Region pointing data
━━━━

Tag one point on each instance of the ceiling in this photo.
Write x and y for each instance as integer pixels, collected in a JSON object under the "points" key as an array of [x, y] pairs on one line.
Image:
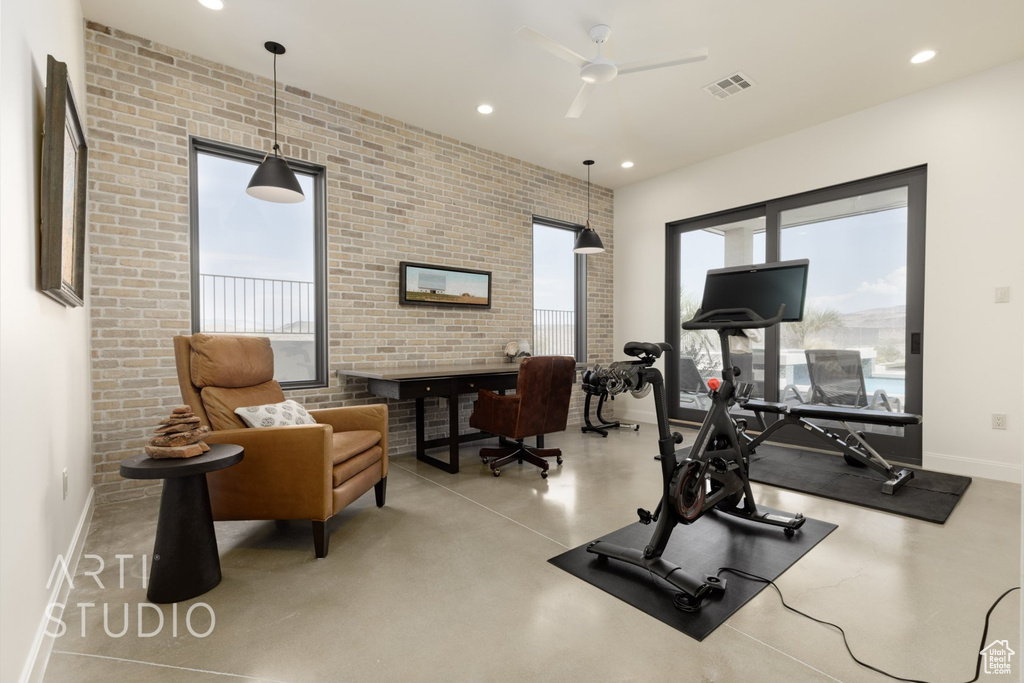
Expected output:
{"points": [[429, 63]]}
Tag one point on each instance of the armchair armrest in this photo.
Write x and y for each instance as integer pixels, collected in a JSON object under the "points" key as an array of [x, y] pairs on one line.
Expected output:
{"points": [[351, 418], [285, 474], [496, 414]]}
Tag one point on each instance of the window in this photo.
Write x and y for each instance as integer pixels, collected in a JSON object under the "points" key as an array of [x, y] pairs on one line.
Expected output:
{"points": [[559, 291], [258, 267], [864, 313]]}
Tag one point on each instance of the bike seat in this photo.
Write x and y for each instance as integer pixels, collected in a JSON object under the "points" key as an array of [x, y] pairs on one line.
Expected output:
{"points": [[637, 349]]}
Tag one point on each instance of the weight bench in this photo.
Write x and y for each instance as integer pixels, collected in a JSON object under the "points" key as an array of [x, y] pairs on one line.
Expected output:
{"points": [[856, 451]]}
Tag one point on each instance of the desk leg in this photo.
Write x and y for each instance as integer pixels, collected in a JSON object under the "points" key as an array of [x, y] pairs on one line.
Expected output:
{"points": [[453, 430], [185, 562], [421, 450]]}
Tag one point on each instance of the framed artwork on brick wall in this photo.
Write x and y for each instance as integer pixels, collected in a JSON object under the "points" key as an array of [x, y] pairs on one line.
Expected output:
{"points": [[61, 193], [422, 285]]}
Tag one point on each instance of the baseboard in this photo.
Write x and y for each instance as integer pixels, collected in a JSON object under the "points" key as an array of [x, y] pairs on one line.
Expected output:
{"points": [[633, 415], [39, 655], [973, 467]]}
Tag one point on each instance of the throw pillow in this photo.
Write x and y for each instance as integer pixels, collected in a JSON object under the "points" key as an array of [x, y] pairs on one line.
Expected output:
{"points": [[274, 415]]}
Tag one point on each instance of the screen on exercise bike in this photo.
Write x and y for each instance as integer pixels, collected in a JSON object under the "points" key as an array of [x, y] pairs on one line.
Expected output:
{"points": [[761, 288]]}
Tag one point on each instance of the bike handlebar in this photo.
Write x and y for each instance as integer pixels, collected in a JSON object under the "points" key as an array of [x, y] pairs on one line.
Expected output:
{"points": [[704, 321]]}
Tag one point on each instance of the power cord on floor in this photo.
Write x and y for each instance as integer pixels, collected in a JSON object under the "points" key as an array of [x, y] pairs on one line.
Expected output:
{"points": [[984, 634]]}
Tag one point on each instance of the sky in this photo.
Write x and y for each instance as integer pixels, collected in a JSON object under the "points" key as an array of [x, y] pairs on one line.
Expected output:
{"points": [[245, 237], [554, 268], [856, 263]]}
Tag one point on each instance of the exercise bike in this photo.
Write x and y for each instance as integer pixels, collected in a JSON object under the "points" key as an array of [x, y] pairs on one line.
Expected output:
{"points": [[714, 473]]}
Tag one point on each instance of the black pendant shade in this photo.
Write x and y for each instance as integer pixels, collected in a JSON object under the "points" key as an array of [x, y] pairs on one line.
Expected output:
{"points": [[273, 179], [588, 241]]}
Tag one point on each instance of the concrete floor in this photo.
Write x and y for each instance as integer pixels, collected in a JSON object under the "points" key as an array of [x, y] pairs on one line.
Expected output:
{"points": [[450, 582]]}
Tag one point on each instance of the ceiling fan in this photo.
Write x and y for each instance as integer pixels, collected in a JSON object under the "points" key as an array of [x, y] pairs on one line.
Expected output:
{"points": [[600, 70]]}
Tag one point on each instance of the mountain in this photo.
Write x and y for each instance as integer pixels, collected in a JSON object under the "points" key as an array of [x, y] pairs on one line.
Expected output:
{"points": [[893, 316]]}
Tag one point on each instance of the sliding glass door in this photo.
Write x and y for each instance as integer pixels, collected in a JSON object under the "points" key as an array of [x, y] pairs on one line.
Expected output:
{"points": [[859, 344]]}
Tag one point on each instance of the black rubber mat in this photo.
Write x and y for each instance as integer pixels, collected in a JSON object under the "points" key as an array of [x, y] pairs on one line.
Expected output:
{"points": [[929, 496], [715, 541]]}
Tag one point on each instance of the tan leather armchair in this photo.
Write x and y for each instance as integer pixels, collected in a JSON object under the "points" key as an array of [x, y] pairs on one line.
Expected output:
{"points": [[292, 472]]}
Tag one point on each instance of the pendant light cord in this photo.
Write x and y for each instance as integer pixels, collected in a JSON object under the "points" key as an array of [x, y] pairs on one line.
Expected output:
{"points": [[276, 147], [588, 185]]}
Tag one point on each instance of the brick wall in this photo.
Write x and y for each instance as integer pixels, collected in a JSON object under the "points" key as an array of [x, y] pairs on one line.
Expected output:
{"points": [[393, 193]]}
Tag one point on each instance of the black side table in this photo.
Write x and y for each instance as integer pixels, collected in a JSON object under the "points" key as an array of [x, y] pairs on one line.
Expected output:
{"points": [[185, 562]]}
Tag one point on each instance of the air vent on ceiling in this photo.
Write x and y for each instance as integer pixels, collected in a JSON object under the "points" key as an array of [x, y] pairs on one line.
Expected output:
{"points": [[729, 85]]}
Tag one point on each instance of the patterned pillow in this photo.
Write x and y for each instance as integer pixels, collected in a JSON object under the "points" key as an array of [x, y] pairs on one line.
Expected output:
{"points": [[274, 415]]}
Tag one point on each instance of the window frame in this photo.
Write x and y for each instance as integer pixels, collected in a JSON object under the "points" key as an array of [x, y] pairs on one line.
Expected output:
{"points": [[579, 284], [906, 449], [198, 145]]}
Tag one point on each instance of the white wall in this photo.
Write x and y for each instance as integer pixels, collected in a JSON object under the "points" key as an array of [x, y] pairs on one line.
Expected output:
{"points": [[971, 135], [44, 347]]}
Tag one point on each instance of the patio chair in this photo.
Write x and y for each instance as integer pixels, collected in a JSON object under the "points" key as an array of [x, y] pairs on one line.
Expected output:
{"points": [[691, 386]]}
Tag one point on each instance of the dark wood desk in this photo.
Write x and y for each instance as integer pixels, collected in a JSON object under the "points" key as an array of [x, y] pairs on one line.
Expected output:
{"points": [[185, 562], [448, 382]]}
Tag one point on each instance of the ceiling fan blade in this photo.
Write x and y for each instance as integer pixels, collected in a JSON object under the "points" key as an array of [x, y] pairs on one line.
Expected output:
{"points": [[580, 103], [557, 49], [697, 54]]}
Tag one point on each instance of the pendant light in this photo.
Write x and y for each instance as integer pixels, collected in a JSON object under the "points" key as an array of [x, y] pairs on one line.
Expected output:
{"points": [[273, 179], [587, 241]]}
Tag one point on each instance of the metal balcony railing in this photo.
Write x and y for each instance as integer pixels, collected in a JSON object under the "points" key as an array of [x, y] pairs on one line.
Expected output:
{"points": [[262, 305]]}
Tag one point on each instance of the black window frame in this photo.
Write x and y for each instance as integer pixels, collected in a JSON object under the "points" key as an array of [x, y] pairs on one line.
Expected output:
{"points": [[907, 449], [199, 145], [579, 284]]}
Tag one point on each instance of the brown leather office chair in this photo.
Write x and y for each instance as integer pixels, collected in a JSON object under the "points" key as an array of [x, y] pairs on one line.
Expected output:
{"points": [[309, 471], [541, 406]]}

━━━━

EXERCISE PROMPT
Excluding the pictures, restate the records above word for word.

OUTPUT FOR THIS EXERCISE
Tag one point on each instance of the ceiling in this photo.
Write x and y for each instance as integer pixels, collected in a JSON object under the "points" key as an array of [x, y] pairs on one line.
Image:
Expected output:
{"points": [[429, 63]]}
Tag one point on each instance of the armchair armrest in this photo.
Write x and y for each instance as integer pixels, collected in a JSON object under the "points" key as an array of [x, y] pairs on one line.
Expected output:
{"points": [[351, 418], [285, 474], [496, 414]]}
Tag one point on each instance of the window in this photo.
Write x and y for each instance as integer pixels, collected in a JSON object under the "points" key as an array of [x, y] pairs on one line.
Expected output:
{"points": [[559, 291], [258, 267], [864, 313]]}
Tag one point on each instance of the bike seat in this photo.
Write x and y for each instance as integer pixels, collected in a JSON object under the "points" key as an array of [x, y] pairs on one line.
Expected output:
{"points": [[637, 349]]}
Tag one point on each instance of the weight bench in this photo.
Write x and y for each instance as integer pixels, collected in a JSON object under the "points" key as an array of [x, y] pairs on one line.
Expected output:
{"points": [[856, 451]]}
Tag one point on each instance of the desk leg in this photo.
Write x and y for each instance as integer pixels, collected in a JSON object under the "points" key as an array of [x, y] pairs on one line.
Expected output:
{"points": [[453, 430], [185, 562], [421, 450]]}
Tag one point on each instance of the framed artwork on brick wall in this photo.
Write x and y for each instance as integer pixels, collected in a JSON object under the "points" key as an array of [x, y] pairs on one line.
Expected output:
{"points": [[61, 193], [422, 285]]}
Tag one point on each instance of the baseboard in this photo.
Write x and y for each instance as integer pixels, collected in a JSON object under the "points" key as an array of [x, y] pairs on one line.
Expected output:
{"points": [[633, 415], [39, 655], [973, 467]]}
Tag one point on each instance of the throw pillow in this photo.
Write x and y for each instance as integer pixels, collected in a JSON object under the "points" key as an array of [x, y] pairs on one line.
Expected output:
{"points": [[274, 415]]}
Tag one point on each instance of the screen on exercise bike in this photo.
Write x and y for each instance as integer pixels, collected in a JSON object under the "points" key as an array of [x, y] pairs on one line.
Expected output:
{"points": [[761, 288]]}
Tag one point on each instance of the bike handlebar in this photo.
Write x and y for each instance as integer pixels, collected in a JSON object under the "points" key as an array of [x, y] pairs on one line.
Expected output:
{"points": [[704, 321]]}
Tag one point on each instance of the power cord on floor in this photo.
Write x and y for each instance as integer pixels, collected in a JSON object under the "points" key as an array of [x, y] pairs on one line.
Expected output:
{"points": [[984, 634]]}
Tag one point on each instance of the sky in this photo.
Write x and y for each instance as integer pixels, collected in a JSON object under the "points" key as an array of [x, y] pairs on one line.
Expected output:
{"points": [[245, 237], [554, 268], [856, 263]]}
Tag one point on each instance of the exercise bike in this photo.
Write x and y for each instance as integer pixels, collected in a JSON object under the "points" key as an array of [x, y] pairs on one line.
Expected output:
{"points": [[714, 473]]}
Tag one point on each instance of the black pendant shade in this photo.
Write x and y for each instance as integer pixels, collected in a JSON object under the "points" key as an array of [x, y] pairs on one line.
Expected output:
{"points": [[273, 179], [588, 241]]}
Tag one point on each instance of the concrete floor in this photo.
Write x and y for each instance as integer pixels, collected in a JSON object under the "points" key as an array of [x, y] pairs on one line.
Expected output:
{"points": [[450, 582]]}
Tag one point on each instance of the ceiling fan in this photo.
Write x and y for each instance as integer pixels, collected in a JSON object under the "points" key as an array of [x, y] pairs on one line.
Expected output:
{"points": [[600, 70]]}
Tag one point on each instance of the mountain in this photo.
Write x and y for each instance as integer pixels, collected in a JSON object under the "points" key as an array of [x, y] pairs on one line.
Expected output:
{"points": [[893, 316]]}
Tag one point on each instance of the sliding glass door in this photo.
Write x and y for each instance as integer pixels, collected in a JSON object under the "points" key as an array of [x, y] pairs on one line.
Expected output:
{"points": [[859, 344]]}
Tag one point on each instance of the black rubber mat in this photo.
Write x and y for each instance as integer pixels, collected in a JSON object under the "points" key as an array of [x, y] pairs on one line.
Expected output:
{"points": [[929, 496], [715, 541]]}
Tag one point on each instance of the tan leather armchair in this photo.
Write x and y for each instance as integer pixels, collected in a JSON object under the "points" key as an array of [x, y] pairs on one line.
Expected output:
{"points": [[292, 472]]}
Tag one point on each instance of the pendant light cord in this photo.
Write x and y for each instance as integer pixels, collected in a JSON object under the "points" key as an array of [x, y] pairs on one line.
Expected output:
{"points": [[276, 147], [588, 185]]}
Tag one point on each instance of the brick wall in this photo.
Write x and y for each instance as integer pixels, collected in a JSON object under the "points" key as an array of [x, y] pairs on one line.
Expected output:
{"points": [[393, 193]]}
Tag one point on each instance of the black side table in this photo.
Write x and y for each instance as integer pixels, collected in a JSON object under the "points" key as an array of [x, y] pairs on one line.
Expected output:
{"points": [[185, 562]]}
Tag one point on each instance of the air vent on ceiling in this photo.
Write x and y for each instance as integer pixels, collected in a JSON object under the "points" key as an array of [x, y] pairs on one line.
Expected output:
{"points": [[729, 85]]}
Tag one point on each instance of the patterned pillow in this photo.
Write x and y for each instance as integer pixels, collected in a JSON object under the "points" key as an array of [x, y] pairs on one line.
Expected output:
{"points": [[274, 415]]}
Tag one point on each instance of the window frame in this photo.
Write x and y for each instance as integer pixels, collected in a JSON object under the "points" key as an array of [x, y] pairs on one line.
Expected output:
{"points": [[579, 284], [906, 449], [198, 145]]}
Tag one point on each instance of the white wall in this photo.
Write x and y for each instance as integer pixels, collected in a JSON object under the "points" key as an array of [x, y] pairs on one line.
Expected output:
{"points": [[971, 135], [44, 347]]}
Tag one point on each instance of the patio chair in this photo.
Write x and y for each instance as integer pixels, collected in a JSON object under the "points" key as an array of [x, y] pairs on one line.
Expected output:
{"points": [[691, 386]]}
Tag one point on each instance of the dark wood desk in this photo.
Write x and y for each instance as integer pixels, collected in a JSON object under the "points" key as an array of [x, y] pairs on one line.
Expected output:
{"points": [[185, 562], [448, 382]]}
Tag one point on each instance of the ceiling fan blade in this photo.
Write x and y for each instance as integer pixels, collected in a JSON object under the "points" key as an array of [x, y] pairs on one line.
Expected output:
{"points": [[580, 103], [557, 49], [697, 54]]}
Tag one point on each instance of the pendant light in this photo.
Write x and y for each instance as integer pixels, collected in a JSON object under the "points" key as an array of [x, y] pairs on one line.
Expected output:
{"points": [[273, 179], [587, 241]]}
Tag one point on each instance of the metal balcony railing in this photo.
Write x and y for each instance as integer pixels, collected in a JSON object under the "points" key as an array of [x, y] pairs on one line.
Expected output:
{"points": [[262, 305]]}
Tag one point on each instance of the black window frame in this photo.
Write x and y for each instance as integer pixels, collected in a JSON object under the "points" key as an array of [x, y] pairs on one line.
Expected output:
{"points": [[907, 449], [199, 145], [579, 284]]}
Tag one point on each instance of the brown leather office chair in this photo.
Write x and y for each instance as integer pixels, collected in a JSON object under the "points" key as an array of [x, y] pairs on one line.
Expected output:
{"points": [[309, 471], [541, 406]]}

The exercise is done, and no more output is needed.